----- Document section

"They took our milk and blood and left us here!" shouted Um Ali at the mention of the peace accord between Palestinians and Israel. She is the mother of six sons, five of whom along with her husband were lined up and shot by rightist Christian militiamen in 1982 at Chatila Camp, a Palestinian refugee camp on the outskirts of Bejrut. They allowed her to keep her youngest son but both were forced to witness the killings. She was railing against the recent peace accords, which leave out the refugees in Lebanon, in a way that underscores her notion of women's contribution to the struggle. The "mothers of the martyrs," as they are commonly known, are bitter about the sacrifices of their sons and daughters and phrase it in terms of bodily substances. These are the women who have been left behind after nearly 17 years of continuous war, a war that shattered the Palestinian refugee community.
Palestinians in Lebanon have faced nearly two decades of uncertainty and daily violence. Refugees since 1948, most have been born in an exile that has involved successive uprooting from one camp to another as an escape from violence or as part of transfer policies to contain Palestinian resistance and fragment a large, once politically powerful community. While the Palestinian resistance movement, headquartered in Beirut, drew many younger activist women into its ranks, older women did participate. What distinguished older women's participation from that of the younger women activists was domesticity. Older women, often mothers of younger activists, endowed domesticity with a political content and put it at the service of the resistance movement. Thus their dismay and anger over exclusion is easily expressed in terms that evoke that mobilization of domesticity for the public domain.
In 1993, I returned to Chatila after a hiatus of nearly eleven years. Masses of rubble marked the perimeter of a camp populated largely by women and children. The huge tangled piles of cement and steel cables were not the only marker of the camp's perihery; checkpoints and armed guards were posted at entrance ways. The residents of the camp lived as virtual prisoners-allowed to come and go only at the mercy of the guards. At these checkpoints, men would often face beatings, theft of personal belongings, detention or disappearance. While certainly not immune from insults and beatings, women crossed with less trepidation than men did. This was one situation in which Arab women clearly had more mobility than men. For years they had tended to outside affairs and the daily shopping to keep their families running and protect husbands and sons from possible harm.

----------

Tasks to complete
[1] Repeat word for word the stretch of the Chatila refugee account from "In 1993, I returned" through "from possible harm.".
[2] In the Chatila refugee account, why had women for years taken on outside affairs and the daily shopping for their families?
[3] Continue the account of the women of Chatila Camp from the point where it stops.

----- Available data

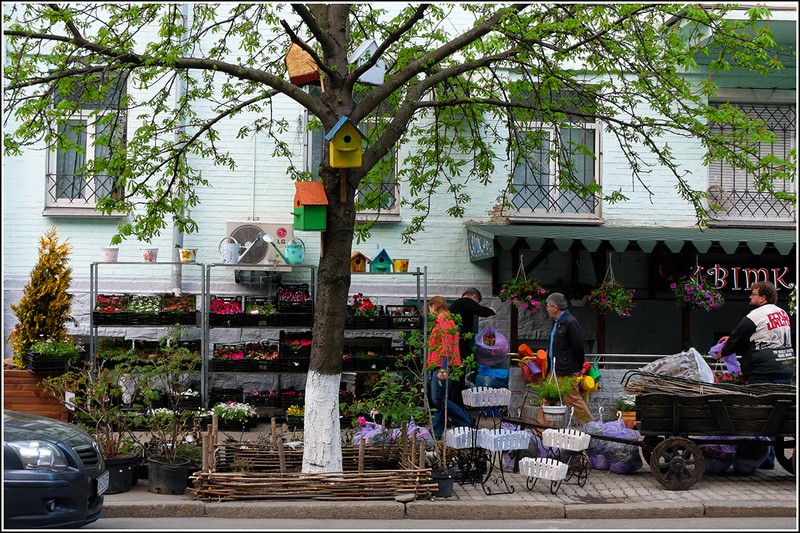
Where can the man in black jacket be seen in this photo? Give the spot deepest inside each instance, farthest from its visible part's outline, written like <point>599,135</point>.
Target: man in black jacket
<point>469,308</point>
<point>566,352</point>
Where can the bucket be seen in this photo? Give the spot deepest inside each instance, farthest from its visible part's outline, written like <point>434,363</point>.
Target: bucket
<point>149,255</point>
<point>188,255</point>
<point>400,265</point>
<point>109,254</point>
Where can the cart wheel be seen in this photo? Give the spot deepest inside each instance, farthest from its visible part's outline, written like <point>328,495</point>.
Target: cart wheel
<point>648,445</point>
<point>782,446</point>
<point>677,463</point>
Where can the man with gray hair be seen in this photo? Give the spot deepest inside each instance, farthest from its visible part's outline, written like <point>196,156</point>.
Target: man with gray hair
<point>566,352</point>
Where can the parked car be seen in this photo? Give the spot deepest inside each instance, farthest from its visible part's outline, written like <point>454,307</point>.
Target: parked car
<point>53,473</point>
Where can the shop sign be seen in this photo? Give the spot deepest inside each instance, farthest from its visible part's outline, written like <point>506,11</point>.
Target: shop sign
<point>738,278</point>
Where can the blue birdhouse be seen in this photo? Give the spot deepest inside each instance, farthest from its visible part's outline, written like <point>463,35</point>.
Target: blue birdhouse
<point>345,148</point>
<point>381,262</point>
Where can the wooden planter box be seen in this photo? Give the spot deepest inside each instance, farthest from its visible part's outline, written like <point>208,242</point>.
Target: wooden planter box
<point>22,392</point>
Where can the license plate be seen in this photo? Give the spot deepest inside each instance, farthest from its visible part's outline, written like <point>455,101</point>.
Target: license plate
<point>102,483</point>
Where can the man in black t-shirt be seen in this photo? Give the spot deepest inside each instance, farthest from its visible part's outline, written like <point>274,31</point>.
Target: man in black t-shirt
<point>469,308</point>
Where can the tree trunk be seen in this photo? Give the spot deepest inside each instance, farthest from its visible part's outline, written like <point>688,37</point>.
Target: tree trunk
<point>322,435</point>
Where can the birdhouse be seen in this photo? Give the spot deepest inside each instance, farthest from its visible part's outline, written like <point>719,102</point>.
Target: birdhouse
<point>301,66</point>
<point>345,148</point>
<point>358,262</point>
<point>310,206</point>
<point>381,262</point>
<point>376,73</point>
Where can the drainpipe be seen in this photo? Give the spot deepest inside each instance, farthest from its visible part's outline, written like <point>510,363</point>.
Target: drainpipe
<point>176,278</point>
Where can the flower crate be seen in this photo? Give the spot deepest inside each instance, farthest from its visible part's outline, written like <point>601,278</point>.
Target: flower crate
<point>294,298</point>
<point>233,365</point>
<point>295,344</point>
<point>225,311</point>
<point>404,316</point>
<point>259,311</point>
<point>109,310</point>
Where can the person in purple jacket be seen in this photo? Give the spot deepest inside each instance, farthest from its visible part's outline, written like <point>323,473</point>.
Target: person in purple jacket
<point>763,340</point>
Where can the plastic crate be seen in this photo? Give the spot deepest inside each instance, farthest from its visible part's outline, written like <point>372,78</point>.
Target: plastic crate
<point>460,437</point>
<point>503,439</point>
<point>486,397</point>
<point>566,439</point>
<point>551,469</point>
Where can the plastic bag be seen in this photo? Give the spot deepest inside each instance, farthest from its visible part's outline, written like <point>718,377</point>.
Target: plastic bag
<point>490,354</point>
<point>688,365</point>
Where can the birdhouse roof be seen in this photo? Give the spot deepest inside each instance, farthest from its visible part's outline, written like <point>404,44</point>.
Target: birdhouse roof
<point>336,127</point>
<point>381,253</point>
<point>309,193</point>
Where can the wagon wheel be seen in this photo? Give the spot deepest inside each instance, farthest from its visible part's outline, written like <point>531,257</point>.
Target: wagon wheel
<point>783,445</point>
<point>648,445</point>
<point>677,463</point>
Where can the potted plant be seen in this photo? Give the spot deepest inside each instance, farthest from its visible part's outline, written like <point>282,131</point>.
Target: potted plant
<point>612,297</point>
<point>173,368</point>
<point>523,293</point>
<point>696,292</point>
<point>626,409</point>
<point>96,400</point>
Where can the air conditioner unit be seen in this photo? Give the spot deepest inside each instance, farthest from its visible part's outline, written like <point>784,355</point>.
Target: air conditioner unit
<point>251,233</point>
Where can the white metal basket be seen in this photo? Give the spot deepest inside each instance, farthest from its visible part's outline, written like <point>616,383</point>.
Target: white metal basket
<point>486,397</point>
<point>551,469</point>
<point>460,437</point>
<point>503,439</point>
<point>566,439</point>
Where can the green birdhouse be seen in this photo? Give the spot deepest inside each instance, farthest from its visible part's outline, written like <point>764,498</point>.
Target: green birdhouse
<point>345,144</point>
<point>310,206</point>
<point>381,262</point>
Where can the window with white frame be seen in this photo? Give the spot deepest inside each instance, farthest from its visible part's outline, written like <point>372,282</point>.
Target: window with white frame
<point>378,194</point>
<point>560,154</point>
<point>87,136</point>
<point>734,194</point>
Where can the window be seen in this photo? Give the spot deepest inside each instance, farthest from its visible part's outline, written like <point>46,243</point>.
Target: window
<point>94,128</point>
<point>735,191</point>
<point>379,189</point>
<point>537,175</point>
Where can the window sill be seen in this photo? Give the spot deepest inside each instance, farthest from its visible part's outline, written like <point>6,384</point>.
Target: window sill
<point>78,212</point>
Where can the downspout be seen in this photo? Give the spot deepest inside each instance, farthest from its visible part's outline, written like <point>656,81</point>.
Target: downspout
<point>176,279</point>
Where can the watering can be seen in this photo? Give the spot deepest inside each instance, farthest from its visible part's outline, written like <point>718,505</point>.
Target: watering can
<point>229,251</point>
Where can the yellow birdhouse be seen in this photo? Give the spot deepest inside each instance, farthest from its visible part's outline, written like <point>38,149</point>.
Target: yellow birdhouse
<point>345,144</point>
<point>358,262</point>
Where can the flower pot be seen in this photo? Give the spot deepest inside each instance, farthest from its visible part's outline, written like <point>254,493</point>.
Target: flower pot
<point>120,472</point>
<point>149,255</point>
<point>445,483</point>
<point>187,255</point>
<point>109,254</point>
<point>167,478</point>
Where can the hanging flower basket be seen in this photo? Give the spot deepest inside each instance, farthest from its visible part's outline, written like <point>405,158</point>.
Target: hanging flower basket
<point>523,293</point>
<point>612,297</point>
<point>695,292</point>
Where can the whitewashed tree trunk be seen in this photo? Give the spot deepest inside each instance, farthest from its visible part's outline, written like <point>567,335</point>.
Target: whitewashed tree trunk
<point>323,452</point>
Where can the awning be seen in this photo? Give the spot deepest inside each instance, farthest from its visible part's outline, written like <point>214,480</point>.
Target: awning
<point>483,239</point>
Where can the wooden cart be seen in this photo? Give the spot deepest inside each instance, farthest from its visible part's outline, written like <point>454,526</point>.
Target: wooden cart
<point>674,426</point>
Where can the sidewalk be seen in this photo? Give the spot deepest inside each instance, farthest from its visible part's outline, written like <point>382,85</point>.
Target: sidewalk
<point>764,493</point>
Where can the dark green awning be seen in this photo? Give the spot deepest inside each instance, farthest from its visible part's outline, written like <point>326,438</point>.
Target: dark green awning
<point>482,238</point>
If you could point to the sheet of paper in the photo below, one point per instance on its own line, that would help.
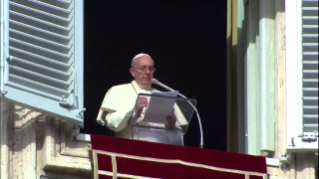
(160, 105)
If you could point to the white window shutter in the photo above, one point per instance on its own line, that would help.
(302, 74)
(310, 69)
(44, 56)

----------
----- Available data

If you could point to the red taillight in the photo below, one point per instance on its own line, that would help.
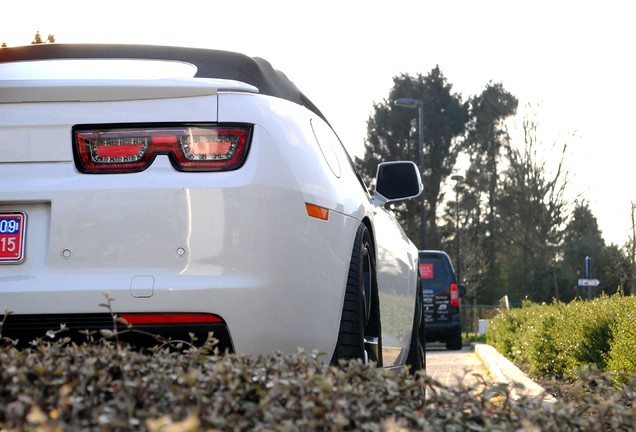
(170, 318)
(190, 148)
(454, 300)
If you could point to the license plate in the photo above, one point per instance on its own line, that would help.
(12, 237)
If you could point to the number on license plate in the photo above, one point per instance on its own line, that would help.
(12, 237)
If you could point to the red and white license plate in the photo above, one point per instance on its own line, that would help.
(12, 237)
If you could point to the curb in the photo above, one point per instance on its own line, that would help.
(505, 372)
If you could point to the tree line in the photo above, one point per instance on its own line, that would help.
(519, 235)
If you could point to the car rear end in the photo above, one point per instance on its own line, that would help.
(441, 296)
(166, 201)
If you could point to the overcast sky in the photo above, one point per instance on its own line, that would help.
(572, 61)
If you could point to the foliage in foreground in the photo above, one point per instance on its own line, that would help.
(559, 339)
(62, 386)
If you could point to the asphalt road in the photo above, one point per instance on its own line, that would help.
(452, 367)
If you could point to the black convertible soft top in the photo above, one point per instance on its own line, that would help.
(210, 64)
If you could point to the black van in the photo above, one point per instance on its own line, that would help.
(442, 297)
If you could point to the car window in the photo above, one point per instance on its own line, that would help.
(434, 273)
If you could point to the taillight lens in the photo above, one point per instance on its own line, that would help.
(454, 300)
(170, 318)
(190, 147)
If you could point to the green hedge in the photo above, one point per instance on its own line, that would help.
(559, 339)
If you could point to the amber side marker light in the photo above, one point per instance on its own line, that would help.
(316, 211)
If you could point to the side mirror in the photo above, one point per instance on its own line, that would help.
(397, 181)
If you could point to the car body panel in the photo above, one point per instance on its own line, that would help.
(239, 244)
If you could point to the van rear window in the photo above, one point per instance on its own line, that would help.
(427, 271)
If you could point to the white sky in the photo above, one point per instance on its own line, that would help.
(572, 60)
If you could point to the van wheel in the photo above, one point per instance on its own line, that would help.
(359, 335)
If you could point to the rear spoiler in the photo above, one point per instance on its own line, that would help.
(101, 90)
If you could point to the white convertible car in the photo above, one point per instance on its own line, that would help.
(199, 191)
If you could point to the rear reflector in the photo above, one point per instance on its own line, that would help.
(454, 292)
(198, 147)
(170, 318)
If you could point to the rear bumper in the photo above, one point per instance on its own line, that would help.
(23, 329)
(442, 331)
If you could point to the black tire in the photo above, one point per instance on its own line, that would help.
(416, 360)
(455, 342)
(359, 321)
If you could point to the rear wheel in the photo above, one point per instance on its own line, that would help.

----------

Your responses
[1]
In 1993, I returned to Chatila after a hiatus of nearly eleven years. Masses of rubble marked the perimeter of a camp populated largely by women and children. The huge tangled piles of cement and steel cables were not the only marker of the camp's perihery; checkpoints and armed guards were posted at entrance ways. The residents of the camp lived as virtual prisoners-allowed to come and go only at the mercy of the guards. At these checkpoints, men would often face beatings, theft of personal belongings, detention or disappearance. While certainly not immune from insults and beatings, women crossed with less trepidation than men did. This was one situation in which Arab women clearly had more mobility than men. For years they had tended to outside affairs and the daily shopping to keep their families running and protect husbands and sons from possible harm.

[2] They did it to keep their families running and to protect their husbands and sons from possible harm. Men crossing the camp's checkpoints often faced beatings, theft, detention or disappearance. Women were insulted and beaten too, but they crossed with less trepidation.

[3]
In the summer of 1982, when Beirut was under an Israeli siege for nearly three months, food, water and medicine were scarce items. The Palestinian refugee women I had worked with for the previous two years in Chatila Camp were displaced, squatting in unfinished high rise buildings, desperately searching for food, and hauling water in plastic buckets often from distances of a mile or more, up eight to ten flights of stairs. Among middle class circles, food was plentiful on the black market and late night parties featured fresh fruits, vegetables, and meat. One of the most salient markers of social location in war and the one that clearly colors one's ability to survive is who can leave and who is consigned to stay. In war, the elite rush to leave and leave behind those who cannot afford to leave. Large sectors of the middle class and the intelligentsia, however, make calculated choices to remain as a political stand. War also makes for a new kind of widow - the temporary one. Her husbands leaves during the war to work abroad and support his family. The women left behind, whether from the elite or from the poor, find themselves virtually single mothers in a war zone. In short, in some ways gender makes little difference in how one experiences war, in other ways it makes all the difference in one's experiences.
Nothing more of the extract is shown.